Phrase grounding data
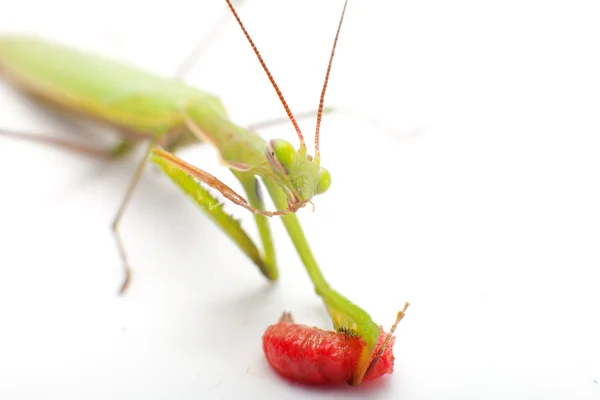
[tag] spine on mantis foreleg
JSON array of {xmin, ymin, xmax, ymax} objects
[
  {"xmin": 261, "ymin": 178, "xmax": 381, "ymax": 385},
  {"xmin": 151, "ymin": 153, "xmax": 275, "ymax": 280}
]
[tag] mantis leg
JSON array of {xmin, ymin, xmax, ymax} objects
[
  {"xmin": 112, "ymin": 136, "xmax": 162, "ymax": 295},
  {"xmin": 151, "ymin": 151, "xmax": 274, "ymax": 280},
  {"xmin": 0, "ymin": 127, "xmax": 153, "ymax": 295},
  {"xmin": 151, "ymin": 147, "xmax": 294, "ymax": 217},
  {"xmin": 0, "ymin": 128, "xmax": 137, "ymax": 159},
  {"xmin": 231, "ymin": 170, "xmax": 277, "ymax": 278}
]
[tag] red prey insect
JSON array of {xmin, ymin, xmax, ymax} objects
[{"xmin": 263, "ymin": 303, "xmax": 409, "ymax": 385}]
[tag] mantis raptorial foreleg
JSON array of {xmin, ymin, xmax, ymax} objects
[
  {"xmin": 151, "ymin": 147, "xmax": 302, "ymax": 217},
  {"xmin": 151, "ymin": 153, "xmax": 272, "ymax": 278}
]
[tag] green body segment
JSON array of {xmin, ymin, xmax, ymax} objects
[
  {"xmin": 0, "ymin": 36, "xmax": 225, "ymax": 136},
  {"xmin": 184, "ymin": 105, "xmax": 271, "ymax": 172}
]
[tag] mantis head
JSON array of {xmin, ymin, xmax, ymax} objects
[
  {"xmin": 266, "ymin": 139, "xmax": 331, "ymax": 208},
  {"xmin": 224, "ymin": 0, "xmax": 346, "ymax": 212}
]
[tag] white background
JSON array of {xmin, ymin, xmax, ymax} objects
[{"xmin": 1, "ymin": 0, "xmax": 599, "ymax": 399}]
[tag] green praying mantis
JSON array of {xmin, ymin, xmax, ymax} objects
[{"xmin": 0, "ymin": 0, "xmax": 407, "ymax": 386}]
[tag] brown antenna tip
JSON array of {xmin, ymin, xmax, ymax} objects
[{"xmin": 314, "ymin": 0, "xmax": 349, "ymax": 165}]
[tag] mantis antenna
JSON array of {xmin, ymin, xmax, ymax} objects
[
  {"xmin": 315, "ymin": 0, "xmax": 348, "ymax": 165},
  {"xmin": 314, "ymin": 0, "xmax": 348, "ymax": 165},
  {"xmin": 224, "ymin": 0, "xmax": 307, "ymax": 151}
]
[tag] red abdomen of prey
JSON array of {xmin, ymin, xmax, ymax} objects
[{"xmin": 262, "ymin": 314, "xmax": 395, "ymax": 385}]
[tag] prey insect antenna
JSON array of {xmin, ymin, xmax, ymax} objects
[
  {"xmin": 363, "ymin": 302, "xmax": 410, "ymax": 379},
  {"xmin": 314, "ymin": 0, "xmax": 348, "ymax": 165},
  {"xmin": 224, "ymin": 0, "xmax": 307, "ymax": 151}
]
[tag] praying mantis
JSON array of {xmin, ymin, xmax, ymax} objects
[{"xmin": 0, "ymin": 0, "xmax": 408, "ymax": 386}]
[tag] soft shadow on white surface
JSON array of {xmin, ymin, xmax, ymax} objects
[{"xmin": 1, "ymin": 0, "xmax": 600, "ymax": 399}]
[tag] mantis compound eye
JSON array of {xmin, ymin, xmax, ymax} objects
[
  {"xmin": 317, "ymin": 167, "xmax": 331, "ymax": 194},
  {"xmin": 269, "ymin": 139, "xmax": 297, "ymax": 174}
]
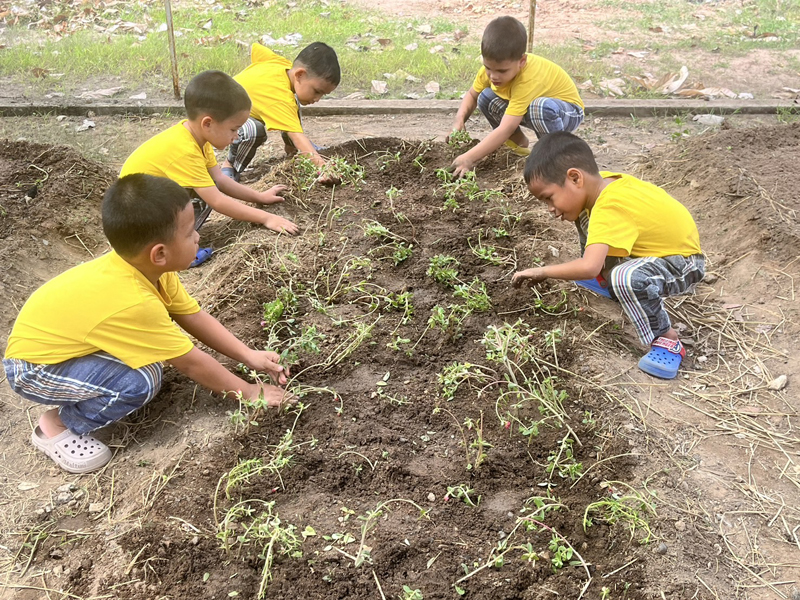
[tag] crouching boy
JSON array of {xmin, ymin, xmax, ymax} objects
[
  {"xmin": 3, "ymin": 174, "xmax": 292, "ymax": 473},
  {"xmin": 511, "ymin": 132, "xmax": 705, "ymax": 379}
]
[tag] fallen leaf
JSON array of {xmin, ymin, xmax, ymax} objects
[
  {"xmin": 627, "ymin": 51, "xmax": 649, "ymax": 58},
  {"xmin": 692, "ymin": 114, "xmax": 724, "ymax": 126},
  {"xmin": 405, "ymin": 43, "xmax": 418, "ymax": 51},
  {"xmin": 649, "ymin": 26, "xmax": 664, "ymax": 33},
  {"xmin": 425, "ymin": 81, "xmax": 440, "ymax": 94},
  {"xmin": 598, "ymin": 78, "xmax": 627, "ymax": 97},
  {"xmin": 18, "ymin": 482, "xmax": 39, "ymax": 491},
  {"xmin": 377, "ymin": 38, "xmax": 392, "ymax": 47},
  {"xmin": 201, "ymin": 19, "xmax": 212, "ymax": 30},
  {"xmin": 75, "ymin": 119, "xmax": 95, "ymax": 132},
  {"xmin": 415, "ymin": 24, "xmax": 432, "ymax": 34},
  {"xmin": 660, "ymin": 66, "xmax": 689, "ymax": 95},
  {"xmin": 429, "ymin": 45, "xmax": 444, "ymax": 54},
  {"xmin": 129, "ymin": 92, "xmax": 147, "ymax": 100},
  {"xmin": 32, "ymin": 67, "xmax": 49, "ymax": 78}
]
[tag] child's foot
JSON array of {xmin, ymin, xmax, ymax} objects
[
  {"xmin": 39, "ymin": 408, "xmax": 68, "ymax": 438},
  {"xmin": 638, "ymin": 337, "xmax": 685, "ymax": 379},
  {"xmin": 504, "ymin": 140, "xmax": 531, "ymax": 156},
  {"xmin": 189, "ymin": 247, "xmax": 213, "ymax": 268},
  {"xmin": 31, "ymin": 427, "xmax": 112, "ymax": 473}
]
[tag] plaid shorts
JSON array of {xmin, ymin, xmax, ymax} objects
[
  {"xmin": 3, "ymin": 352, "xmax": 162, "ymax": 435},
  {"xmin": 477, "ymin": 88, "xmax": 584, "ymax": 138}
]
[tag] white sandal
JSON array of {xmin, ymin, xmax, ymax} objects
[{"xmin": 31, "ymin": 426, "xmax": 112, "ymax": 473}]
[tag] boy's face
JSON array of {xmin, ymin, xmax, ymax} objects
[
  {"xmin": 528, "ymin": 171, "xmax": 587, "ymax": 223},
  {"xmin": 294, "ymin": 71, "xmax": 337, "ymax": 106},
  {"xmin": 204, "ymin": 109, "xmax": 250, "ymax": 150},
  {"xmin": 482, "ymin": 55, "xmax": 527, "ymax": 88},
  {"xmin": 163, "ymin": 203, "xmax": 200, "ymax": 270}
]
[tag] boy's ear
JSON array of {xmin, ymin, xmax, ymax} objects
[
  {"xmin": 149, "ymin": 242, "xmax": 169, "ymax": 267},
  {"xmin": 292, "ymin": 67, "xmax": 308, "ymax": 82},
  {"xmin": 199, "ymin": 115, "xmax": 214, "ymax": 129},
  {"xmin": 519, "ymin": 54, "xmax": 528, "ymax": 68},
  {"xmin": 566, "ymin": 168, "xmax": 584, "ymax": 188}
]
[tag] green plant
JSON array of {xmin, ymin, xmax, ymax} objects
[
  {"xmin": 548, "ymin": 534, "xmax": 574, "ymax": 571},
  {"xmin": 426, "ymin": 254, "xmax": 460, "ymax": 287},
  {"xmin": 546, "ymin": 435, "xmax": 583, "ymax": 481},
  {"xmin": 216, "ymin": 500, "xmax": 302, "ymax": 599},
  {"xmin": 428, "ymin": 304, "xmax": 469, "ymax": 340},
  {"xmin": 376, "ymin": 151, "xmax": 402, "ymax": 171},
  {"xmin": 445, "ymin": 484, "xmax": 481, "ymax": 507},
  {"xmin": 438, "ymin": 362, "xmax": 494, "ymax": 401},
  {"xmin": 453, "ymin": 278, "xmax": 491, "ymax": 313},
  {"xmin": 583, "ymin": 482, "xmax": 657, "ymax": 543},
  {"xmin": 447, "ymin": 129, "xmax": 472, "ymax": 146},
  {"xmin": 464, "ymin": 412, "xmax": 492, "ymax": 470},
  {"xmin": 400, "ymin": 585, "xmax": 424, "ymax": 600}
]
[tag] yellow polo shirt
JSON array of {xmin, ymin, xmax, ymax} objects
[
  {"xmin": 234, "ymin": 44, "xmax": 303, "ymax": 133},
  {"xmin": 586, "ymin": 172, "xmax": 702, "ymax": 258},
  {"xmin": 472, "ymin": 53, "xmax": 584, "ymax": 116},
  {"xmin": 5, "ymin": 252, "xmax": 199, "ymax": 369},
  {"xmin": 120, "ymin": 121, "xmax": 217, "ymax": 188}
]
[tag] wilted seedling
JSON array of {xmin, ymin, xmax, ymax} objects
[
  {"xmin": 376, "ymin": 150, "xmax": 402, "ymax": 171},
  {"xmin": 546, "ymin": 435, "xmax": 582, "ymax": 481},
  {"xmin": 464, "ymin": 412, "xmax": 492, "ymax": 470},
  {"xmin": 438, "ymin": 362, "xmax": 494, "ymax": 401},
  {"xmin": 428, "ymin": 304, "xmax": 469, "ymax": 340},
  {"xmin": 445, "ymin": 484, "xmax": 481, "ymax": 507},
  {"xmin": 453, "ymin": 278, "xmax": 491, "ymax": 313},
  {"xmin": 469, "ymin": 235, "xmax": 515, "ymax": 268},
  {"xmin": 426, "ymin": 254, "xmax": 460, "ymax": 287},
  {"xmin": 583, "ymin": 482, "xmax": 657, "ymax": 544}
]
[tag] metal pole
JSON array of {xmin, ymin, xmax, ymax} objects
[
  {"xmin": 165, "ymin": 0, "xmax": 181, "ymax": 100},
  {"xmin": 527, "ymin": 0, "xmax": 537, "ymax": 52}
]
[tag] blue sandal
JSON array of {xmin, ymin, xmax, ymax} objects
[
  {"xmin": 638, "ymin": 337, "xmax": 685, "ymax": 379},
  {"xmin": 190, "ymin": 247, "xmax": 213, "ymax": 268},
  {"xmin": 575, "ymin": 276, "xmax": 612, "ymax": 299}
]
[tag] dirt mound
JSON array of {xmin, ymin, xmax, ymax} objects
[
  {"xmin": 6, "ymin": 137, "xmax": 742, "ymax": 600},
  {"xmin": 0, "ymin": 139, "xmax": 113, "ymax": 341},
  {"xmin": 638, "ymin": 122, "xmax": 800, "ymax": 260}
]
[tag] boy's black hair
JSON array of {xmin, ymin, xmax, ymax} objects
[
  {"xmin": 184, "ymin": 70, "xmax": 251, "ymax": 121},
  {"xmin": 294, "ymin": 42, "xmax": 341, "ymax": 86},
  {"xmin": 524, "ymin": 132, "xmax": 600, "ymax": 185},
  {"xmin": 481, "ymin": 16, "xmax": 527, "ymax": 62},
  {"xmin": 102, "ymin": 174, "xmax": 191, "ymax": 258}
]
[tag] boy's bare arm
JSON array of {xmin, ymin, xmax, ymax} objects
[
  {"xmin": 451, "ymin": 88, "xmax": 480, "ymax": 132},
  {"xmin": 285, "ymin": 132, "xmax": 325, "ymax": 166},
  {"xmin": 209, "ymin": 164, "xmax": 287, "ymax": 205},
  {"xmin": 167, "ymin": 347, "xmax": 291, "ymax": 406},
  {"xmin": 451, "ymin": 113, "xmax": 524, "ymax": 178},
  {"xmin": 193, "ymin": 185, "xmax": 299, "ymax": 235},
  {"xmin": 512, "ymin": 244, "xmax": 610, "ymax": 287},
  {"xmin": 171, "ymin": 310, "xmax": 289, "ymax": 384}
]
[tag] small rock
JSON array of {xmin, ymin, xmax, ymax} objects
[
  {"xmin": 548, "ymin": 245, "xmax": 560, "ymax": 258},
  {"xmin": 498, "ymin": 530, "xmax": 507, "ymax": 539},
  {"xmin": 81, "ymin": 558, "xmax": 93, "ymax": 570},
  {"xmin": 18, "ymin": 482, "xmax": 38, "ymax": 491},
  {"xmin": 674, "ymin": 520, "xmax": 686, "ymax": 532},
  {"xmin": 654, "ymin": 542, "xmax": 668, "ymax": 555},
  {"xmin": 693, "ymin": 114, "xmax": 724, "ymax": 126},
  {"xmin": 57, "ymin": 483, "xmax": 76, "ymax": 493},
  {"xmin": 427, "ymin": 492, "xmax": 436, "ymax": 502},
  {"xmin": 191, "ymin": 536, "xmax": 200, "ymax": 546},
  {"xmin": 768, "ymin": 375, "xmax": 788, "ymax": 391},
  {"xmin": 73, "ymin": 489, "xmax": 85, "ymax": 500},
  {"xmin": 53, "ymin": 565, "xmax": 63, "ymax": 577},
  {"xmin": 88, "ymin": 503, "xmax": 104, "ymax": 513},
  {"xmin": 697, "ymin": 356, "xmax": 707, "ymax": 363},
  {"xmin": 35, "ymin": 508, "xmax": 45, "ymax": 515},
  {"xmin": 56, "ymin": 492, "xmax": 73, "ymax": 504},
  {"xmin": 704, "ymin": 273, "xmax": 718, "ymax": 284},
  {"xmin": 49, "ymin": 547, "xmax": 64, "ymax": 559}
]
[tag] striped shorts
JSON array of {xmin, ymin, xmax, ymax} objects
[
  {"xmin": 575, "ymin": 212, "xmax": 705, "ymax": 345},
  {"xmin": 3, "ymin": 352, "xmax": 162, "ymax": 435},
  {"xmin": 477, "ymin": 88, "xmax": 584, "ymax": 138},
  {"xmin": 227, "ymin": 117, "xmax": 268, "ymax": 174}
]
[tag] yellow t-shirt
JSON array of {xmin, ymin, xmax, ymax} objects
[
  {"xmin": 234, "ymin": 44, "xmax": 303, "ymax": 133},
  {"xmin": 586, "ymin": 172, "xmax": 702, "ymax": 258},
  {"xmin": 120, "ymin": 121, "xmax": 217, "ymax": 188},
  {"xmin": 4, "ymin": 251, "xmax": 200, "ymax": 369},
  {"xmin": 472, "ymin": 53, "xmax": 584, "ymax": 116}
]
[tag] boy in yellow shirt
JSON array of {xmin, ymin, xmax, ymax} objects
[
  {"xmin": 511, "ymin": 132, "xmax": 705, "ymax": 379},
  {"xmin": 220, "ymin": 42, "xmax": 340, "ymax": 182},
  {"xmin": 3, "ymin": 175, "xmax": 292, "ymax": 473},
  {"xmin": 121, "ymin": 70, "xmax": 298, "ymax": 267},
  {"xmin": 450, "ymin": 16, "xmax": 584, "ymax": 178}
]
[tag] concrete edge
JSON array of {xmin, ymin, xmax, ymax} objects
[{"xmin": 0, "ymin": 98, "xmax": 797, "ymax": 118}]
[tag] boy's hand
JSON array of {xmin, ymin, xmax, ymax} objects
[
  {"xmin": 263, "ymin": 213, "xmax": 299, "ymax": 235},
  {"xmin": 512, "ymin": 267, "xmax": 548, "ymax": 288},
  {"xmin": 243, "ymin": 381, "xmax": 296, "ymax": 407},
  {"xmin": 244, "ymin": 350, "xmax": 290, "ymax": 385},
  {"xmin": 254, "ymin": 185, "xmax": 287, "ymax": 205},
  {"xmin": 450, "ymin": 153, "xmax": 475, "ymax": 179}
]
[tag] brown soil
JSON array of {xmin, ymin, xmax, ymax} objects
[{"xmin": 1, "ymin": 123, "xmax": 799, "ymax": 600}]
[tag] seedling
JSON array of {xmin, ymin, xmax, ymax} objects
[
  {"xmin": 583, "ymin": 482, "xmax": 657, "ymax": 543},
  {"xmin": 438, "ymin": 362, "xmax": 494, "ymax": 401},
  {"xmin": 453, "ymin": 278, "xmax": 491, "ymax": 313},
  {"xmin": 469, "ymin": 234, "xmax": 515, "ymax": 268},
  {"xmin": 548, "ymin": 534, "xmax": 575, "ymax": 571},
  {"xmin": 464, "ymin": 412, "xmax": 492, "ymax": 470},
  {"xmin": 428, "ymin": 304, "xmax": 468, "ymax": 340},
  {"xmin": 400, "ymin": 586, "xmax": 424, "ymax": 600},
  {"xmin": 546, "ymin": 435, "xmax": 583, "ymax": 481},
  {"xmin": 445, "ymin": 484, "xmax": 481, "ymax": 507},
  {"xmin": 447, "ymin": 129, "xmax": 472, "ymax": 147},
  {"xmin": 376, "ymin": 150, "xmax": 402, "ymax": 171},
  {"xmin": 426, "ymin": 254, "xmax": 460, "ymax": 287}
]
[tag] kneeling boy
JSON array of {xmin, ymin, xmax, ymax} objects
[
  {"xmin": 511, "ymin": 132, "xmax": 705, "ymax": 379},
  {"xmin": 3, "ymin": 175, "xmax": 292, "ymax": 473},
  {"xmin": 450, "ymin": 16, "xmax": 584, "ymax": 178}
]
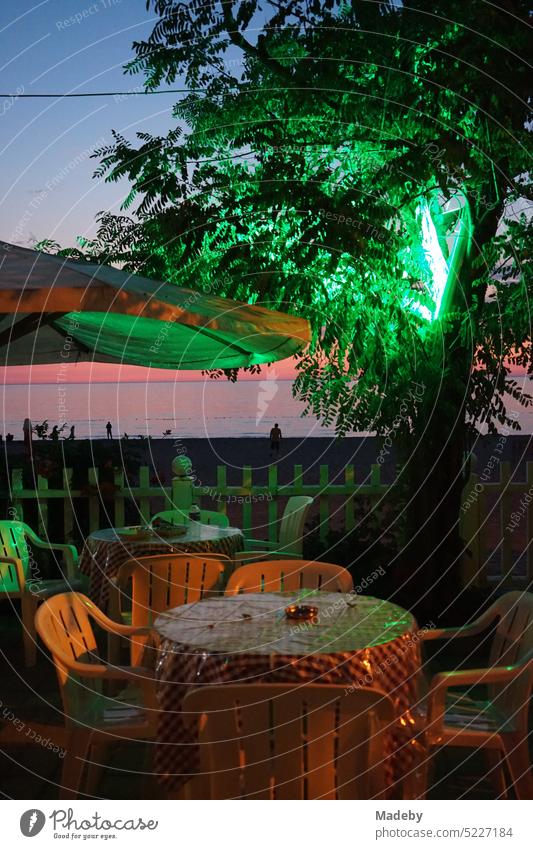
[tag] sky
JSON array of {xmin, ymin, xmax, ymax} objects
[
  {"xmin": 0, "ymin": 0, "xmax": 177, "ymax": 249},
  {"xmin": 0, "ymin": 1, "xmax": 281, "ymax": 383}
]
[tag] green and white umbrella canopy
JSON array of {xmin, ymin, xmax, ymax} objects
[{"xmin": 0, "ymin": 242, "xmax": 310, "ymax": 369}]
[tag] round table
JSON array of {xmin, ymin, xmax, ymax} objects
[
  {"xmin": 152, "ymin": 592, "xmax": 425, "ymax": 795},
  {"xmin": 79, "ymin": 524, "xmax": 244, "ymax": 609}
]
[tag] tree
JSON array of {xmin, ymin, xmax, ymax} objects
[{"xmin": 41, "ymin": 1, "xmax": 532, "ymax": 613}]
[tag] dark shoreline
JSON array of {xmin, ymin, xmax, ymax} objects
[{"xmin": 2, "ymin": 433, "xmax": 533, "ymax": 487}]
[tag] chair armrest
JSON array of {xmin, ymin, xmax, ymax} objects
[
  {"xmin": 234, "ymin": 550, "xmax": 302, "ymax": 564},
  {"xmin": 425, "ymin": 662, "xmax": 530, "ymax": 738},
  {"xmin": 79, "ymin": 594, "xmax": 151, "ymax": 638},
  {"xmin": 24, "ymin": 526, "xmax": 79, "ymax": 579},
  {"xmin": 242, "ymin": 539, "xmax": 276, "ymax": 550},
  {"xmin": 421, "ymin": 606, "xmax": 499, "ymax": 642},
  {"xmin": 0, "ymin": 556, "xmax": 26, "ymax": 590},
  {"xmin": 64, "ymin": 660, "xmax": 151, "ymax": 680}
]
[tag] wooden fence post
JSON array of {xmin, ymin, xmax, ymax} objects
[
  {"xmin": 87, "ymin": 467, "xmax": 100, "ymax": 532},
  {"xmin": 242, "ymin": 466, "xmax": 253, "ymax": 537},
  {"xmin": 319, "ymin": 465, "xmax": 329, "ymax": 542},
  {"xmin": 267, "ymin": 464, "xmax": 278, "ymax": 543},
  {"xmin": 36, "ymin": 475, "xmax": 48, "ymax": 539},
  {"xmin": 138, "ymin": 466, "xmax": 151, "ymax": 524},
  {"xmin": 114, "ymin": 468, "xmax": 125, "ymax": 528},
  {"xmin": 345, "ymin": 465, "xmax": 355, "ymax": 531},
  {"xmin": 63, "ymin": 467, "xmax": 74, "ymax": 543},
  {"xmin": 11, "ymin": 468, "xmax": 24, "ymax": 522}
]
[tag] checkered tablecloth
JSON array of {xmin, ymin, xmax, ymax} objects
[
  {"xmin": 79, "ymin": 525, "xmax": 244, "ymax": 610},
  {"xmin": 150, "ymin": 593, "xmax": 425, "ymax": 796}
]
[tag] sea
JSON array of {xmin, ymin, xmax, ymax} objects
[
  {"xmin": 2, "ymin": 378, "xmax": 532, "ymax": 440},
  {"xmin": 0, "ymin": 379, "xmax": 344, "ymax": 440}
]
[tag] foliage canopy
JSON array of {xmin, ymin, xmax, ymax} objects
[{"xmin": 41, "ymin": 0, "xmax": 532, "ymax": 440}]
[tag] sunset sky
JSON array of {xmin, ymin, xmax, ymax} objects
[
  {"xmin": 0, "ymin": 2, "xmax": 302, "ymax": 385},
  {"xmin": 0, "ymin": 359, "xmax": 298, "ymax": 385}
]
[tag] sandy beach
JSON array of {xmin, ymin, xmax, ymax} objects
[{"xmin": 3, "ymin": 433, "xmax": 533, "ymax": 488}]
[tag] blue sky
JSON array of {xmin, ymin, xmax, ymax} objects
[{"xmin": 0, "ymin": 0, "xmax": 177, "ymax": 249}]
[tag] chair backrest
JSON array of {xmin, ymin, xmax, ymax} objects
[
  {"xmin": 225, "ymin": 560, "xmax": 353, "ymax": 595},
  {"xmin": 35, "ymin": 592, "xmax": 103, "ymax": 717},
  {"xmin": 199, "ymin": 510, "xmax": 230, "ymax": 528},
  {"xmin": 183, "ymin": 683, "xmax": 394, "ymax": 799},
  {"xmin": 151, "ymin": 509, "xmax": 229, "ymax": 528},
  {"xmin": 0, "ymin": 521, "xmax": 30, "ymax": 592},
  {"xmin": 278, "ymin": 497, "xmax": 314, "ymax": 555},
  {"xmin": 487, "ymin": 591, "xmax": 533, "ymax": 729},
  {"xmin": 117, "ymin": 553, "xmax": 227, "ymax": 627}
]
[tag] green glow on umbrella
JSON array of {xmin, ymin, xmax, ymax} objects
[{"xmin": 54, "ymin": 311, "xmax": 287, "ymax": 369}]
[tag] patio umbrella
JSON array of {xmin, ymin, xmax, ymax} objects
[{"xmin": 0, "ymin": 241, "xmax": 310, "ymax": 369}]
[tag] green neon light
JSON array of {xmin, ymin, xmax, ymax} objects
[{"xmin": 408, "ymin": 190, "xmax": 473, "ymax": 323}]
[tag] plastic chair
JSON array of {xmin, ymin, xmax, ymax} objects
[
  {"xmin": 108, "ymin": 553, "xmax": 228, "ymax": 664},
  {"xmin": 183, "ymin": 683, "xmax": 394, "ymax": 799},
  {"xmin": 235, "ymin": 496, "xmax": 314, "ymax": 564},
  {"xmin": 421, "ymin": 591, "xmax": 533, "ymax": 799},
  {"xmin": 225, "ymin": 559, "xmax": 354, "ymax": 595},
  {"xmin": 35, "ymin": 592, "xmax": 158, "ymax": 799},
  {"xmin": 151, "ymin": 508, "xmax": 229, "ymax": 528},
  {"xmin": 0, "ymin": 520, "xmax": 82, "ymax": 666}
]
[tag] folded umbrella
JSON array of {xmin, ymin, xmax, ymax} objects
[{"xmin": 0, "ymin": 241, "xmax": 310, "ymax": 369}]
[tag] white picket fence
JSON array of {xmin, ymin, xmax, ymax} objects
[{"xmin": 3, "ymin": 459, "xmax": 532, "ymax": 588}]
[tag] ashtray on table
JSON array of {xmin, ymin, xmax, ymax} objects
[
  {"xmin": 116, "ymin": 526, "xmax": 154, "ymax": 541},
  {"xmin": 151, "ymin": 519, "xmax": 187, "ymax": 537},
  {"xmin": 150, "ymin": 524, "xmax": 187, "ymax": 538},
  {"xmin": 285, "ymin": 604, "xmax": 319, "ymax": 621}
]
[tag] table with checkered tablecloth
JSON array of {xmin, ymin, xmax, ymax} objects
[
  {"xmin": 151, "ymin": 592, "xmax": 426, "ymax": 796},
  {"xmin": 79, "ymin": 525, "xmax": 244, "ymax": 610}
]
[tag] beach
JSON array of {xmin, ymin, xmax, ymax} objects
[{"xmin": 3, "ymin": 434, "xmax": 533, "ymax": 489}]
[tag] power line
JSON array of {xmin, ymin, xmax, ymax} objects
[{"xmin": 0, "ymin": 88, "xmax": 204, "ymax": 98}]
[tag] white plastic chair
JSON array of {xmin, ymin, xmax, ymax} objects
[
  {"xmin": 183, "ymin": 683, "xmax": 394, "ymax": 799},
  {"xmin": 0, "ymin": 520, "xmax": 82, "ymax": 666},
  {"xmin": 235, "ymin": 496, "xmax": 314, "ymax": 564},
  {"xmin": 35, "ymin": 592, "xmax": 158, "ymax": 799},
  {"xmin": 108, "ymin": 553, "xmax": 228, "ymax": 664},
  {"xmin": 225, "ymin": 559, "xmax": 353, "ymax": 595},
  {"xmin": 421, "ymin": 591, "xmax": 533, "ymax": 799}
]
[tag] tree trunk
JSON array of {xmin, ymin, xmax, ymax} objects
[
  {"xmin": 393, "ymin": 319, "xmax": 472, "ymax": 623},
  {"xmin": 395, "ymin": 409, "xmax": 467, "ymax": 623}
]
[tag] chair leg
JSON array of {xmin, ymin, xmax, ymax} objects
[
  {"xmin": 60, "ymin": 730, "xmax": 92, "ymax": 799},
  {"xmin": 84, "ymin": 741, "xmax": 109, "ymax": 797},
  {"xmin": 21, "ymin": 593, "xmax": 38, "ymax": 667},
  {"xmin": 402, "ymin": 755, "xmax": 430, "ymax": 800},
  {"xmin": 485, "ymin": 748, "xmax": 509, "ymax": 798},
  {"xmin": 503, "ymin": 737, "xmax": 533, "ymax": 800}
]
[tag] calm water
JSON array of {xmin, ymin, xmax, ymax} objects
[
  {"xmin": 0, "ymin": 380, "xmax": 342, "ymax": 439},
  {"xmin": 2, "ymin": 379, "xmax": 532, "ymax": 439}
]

▶ [Aim of the exercise]:
Using the records above, filter out every line that lacks the string "yellow" and copy the rest.

▶ [Reply to the task]:
[tag] yellow polo shirt
[tag] yellow t-shirt
[tag] boy in yellow shirt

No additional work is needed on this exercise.